Stored dataset items:
BEGIN
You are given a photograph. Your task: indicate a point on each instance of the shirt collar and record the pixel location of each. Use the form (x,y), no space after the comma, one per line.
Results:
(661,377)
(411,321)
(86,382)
END
## EXERCISE
Copy the records out again word for word.

## TASK OUTPUT
You are given a photograph. Your task: indicate a point on each instance of the shirt collar and record the pixel location of each. Use the form (x,y), no space after the comma, one per line.
Results:
(661,377)
(411,321)
(86,382)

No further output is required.